Required action: Starting at the line that holds "target: black dining chair", transcribe every line to the end of the data exactly; include no other lines.
Segment Start: Data in this exercise
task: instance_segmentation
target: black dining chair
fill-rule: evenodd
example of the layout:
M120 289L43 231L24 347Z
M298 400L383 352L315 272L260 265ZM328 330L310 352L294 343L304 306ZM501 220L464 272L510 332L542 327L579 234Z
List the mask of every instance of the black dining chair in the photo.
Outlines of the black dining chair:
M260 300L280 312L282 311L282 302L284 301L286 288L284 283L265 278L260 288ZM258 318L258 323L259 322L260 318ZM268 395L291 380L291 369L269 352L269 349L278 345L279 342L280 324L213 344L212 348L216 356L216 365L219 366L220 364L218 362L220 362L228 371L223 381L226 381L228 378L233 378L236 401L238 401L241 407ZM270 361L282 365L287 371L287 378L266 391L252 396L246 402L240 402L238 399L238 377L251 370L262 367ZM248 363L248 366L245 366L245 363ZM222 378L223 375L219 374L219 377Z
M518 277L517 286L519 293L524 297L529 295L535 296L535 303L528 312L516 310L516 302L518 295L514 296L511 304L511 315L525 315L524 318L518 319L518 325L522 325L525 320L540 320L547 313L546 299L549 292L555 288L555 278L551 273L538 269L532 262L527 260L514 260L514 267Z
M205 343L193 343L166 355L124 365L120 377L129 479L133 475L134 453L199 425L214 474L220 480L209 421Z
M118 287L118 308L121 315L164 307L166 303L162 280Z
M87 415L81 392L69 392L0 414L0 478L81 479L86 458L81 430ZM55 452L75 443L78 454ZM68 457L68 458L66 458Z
Segment End: Data in this exercise
Final answer:
target: black dining chair
fill-rule: evenodd
example of the layout:
M120 289L43 231L24 347Z
M298 400L383 352L315 272L260 265ZM328 330L310 352L294 343L304 306ZM501 220L464 272L510 332L542 327L579 234Z
List the mask of every instance of the black dining chair in the photo.
Outlines of the black dining chair:
M260 300L280 312L282 311L282 302L284 301L286 288L284 283L265 278L260 288ZM258 318L258 323L259 322L260 318ZM268 395L291 380L291 369L269 352L269 349L278 345L279 342L280 324L213 344L212 348L216 356L216 365L219 366L220 364L218 362L220 362L228 371L223 381L226 381L228 378L233 378L236 401L238 401L241 407ZM270 361L282 365L287 371L287 378L266 391L252 396L246 402L240 402L238 399L238 377L251 370L262 367ZM248 363L248 366L245 366L245 363ZM222 378L223 375L219 374L219 377Z
M518 277L517 286L519 293L524 297L529 295L535 296L535 303L528 312L516 310L516 302L518 295L514 296L511 304L511 315L525 315L524 318L518 319L518 325L522 325L525 320L540 320L547 313L546 299L549 292L555 288L555 278L551 273L538 269L532 262L527 260L514 260L514 267Z
M205 343L193 343L166 355L124 365L120 377L129 479L133 475L134 453L199 425L214 474L220 480L209 421Z
M118 287L118 308L121 315L164 307L166 303L162 280Z
M87 415L81 392L69 392L0 414L0 478L81 479L86 458L81 430ZM55 452L75 443L78 454ZM68 457L68 458L66 458Z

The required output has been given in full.